(PROBLEM STATEMENT) Omit every picture while repeating the entries exactly.

[Opening DATA section]

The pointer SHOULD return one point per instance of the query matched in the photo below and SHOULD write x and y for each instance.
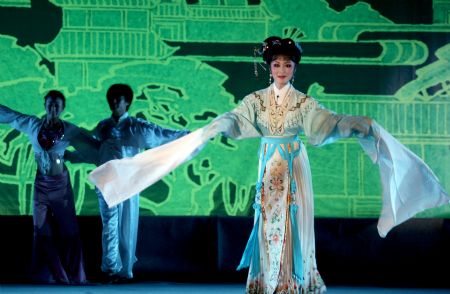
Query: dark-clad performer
(57, 252)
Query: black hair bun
(277, 46)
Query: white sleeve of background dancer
(409, 185)
(120, 179)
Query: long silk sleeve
(120, 179)
(409, 185)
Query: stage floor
(177, 288)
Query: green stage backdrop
(190, 60)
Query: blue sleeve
(17, 120)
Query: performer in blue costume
(57, 252)
(122, 136)
(281, 248)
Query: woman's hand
(360, 126)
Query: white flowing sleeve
(120, 179)
(240, 123)
(409, 185)
(323, 126)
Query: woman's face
(282, 69)
(54, 107)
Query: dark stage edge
(192, 288)
(207, 250)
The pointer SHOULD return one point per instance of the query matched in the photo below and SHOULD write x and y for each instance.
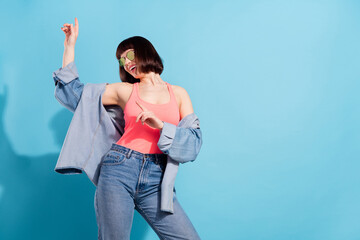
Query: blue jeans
(132, 180)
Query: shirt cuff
(167, 135)
(66, 74)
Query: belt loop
(129, 153)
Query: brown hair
(146, 57)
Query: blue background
(275, 85)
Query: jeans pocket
(161, 166)
(113, 158)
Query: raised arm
(182, 142)
(68, 87)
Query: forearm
(69, 55)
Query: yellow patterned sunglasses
(129, 55)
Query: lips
(132, 67)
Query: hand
(71, 33)
(149, 118)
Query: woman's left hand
(149, 118)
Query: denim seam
(98, 216)
(149, 221)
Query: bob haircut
(146, 57)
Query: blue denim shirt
(95, 127)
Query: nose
(127, 62)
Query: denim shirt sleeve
(181, 144)
(68, 88)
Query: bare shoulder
(184, 100)
(180, 91)
(118, 93)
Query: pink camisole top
(143, 138)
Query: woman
(132, 170)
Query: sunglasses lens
(130, 55)
(122, 62)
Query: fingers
(140, 116)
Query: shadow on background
(38, 203)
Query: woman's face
(130, 65)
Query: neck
(151, 78)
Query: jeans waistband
(154, 157)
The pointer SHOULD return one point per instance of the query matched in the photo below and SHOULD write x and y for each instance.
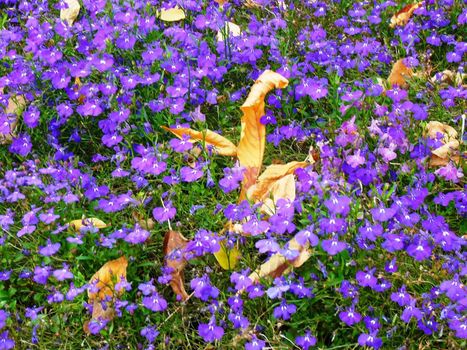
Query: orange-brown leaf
(221, 145)
(174, 241)
(399, 74)
(250, 149)
(111, 273)
(401, 17)
(269, 177)
(277, 265)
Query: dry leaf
(399, 73)
(147, 224)
(221, 145)
(278, 265)
(269, 177)
(173, 242)
(403, 16)
(227, 258)
(172, 15)
(95, 222)
(70, 14)
(250, 149)
(230, 29)
(443, 154)
(104, 280)
(15, 106)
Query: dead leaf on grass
(174, 244)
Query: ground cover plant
(232, 174)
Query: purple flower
(420, 250)
(306, 341)
(6, 343)
(255, 344)
(370, 340)
(284, 310)
(189, 174)
(350, 316)
(333, 246)
(154, 302)
(210, 331)
(49, 249)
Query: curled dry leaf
(226, 257)
(277, 265)
(446, 152)
(145, 223)
(230, 29)
(269, 177)
(403, 16)
(70, 14)
(95, 222)
(250, 149)
(174, 244)
(172, 15)
(104, 281)
(221, 145)
(399, 74)
(15, 106)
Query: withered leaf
(269, 177)
(79, 223)
(401, 17)
(230, 29)
(222, 146)
(70, 14)
(15, 106)
(103, 286)
(174, 244)
(250, 149)
(448, 151)
(399, 74)
(227, 258)
(277, 265)
(172, 15)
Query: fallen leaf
(15, 106)
(70, 14)
(250, 149)
(222, 146)
(172, 15)
(226, 257)
(175, 242)
(78, 224)
(273, 173)
(230, 29)
(277, 264)
(145, 223)
(448, 151)
(399, 74)
(401, 17)
(104, 281)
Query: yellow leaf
(448, 151)
(174, 241)
(403, 16)
(227, 258)
(70, 14)
(230, 29)
(104, 281)
(399, 73)
(78, 224)
(222, 146)
(277, 264)
(269, 177)
(172, 15)
(250, 149)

[Closing DATA section]

(ANSWER TO THIS PROBLEM)
The pointer SHOULD return one point per instance of the query matched in the photo below and SHOULD write x and y for each instance.
Query: dark-clad performer
(57, 252)
Query: black hair bun
(277, 46)
Query: white sleeve of background dancer
(409, 185)
(120, 179)
Query: long silk sleeve
(120, 179)
(409, 185)
Query: stage floor
(177, 288)
Query: green stage backdrop
(190, 60)
Query: blue sleeve
(17, 120)
Query: performer in blue costume
(57, 252)
(122, 136)
(281, 248)
Query: woman's hand
(360, 126)
Query: white flowing sleeve
(120, 179)
(240, 123)
(409, 185)
(323, 126)
Query: woman's face
(282, 69)
(54, 107)
Query: dark stage edge
(192, 288)
(207, 250)
The pointer SHOULD return one point per instance of the query matched in the photo below and SHOULD write x and y for each instance.
Query: blue jeans
(132, 180)
Query: shirt cuff
(167, 135)
(66, 74)
Query: belt loop
(129, 153)
Query: brown hair
(146, 57)
Query: blue background
(275, 85)
Query: jeans pocket
(161, 166)
(113, 158)
Query: raised arm
(182, 142)
(68, 87)
Query: forearm
(69, 55)
Query: yellow patterned sunglasses
(129, 55)
Query: lips
(132, 67)
Query: hand
(71, 33)
(149, 118)
Query: woman's left hand
(149, 118)
Query: denim seam
(98, 216)
(149, 221)
Query: bob haircut
(146, 57)
Query: blue denim shirt
(95, 127)
Query: nose
(127, 62)
Query: denim shirt sleeve
(181, 144)
(68, 88)
Query: bare shoulder
(184, 100)
(180, 91)
(118, 93)
Query: pink camisole top
(143, 138)
Query: woman
(132, 170)
Query: sunglasses lens
(130, 55)
(122, 62)
Query: fingers
(140, 116)
Query: shadow on background
(38, 203)
Query: woman's face
(130, 65)
Query: neck
(151, 78)
Query: jeans waistband
(154, 157)
The pointer SHOULD return one point per instance of the query matched in the photo below and SHOULD write x and y for each instance.
Query: orange-brown leaf
(221, 145)
(174, 241)
(399, 74)
(250, 149)
(111, 273)
(401, 17)
(269, 177)
(277, 265)
Query: dry leaf
(399, 73)
(147, 224)
(221, 145)
(278, 265)
(269, 177)
(173, 242)
(403, 16)
(227, 258)
(172, 15)
(95, 222)
(70, 14)
(250, 149)
(230, 29)
(443, 154)
(104, 280)
(15, 106)
Query: dead leaf on grass
(174, 244)
Query: ground cover plant
(232, 174)
Query: purple flower
(420, 250)
(306, 341)
(6, 343)
(255, 344)
(370, 340)
(284, 310)
(189, 174)
(350, 316)
(333, 246)
(154, 302)
(210, 331)
(49, 249)
Query: curled dry leaf
(226, 257)
(277, 265)
(446, 152)
(145, 223)
(230, 29)
(269, 177)
(403, 16)
(70, 14)
(95, 222)
(250, 149)
(174, 244)
(172, 15)
(104, 281)
(221, 145)
(399, 74)
(15, 106)
Query: withered leaf
(269, 177)
(79, 223)
(401, 17)
(230, 29)
(222, 146)
(70, 14)
(15, 106)
(103, 286)
(174, 244)
(250, 149)
(448, 151)
(399, 74)
(227, 258)
(277, 265)
(172, 15)
Query: fallen leaf
(15, 106)
(70, 14)
(250, 149)
(222, 146)
(172, 15)
(226, 257)
(175, 242)
(78, 224)
(273, 173)
(230, 29)
(277, 264)
(145, 223)
(448, 151)
(399, 74)
(401, 17)
(104, 281)
Query: yellow leaf
(448, 151)
(174, 241)
(403, 16)
(227, 258)
(70, 14)
(230, 29)
(104, 281)
(399, 73)
(78, 224)
(222, 146)
(277, 264)
(269, 177)
(172, 15)
(250, 149)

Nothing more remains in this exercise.